• [DATA TO PROCESS]:
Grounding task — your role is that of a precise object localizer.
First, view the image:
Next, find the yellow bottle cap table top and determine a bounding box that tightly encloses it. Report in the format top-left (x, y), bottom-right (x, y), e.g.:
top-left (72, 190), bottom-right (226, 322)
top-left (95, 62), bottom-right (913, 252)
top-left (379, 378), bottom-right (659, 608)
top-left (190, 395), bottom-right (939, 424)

• [JOB]: Please write these rows out again, swapping "bounding box" for "rectangle" and keeping everything else the same.

• [TASK ANSWER]:
Grounding task — your role is that of a precise object localizer.
First, view the image:
Next, find the yellow bottle cap table top and determine a rectangle that tightly encloses it. Report in the format top-left (x, y), bottom-right (x, y), e.g.:
top-left (72, 190), bottom-right (226, 322)
top-left (95, 62), bottom-right (913, 252)
top-left (379, 378), bottom-right (659, 608)
top-left (190, 395), bottom-right (939, 424)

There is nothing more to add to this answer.